** Exercise objective **
Reproduce every one of the entries below verbatim, line for line, without altering any character.

━━━━━ Given data ━━━━━

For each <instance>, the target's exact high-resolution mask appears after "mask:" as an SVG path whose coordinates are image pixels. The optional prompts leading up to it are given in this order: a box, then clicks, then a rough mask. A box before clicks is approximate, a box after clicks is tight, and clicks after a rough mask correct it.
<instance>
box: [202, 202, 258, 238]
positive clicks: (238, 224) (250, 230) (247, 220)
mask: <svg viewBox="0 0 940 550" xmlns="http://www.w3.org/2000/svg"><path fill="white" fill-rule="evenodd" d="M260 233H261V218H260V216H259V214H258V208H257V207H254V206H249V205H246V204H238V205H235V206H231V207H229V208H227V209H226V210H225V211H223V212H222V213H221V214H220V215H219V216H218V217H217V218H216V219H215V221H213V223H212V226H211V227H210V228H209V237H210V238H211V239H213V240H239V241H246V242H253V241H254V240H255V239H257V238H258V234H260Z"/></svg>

━━━━━

** Solved problem **
For each <instance>, the target's exact high-resolution mask appears after "mask:" as an SVG path whose coordinates are image pixels. The optional prompts leading up to it are given in this order: a box, then clicks, then a rough mask. A box before clicks is approximate, a box after clicks is tight, and clicks after a rough mask correct it.
<instance>
box: [202, 202, 258, 238]
positive clicks: (238, 224) (250, 230) (247, 220)
mask: <svg viewBox="0 0 940 550" xmlns="http://www.w3.org/2000/svg"><path fill="white" fill-rule="evenodd" d="M260 233H261V218H260V216H259V214H258V208H257V207H254V206H249V205H246V204H238V205H235V206H231V207H229V208H227V209H226V210H225V211H223V212H222V213H221V214H220V215H219V216H218V217H217V218H216V219H215V221H213V223H212V226H211V227H210V228H209V237H210V238H211V239H213V240H239V241H246V242H253V241H254V240H255V239H257V238H258V234H260Z"/></svg>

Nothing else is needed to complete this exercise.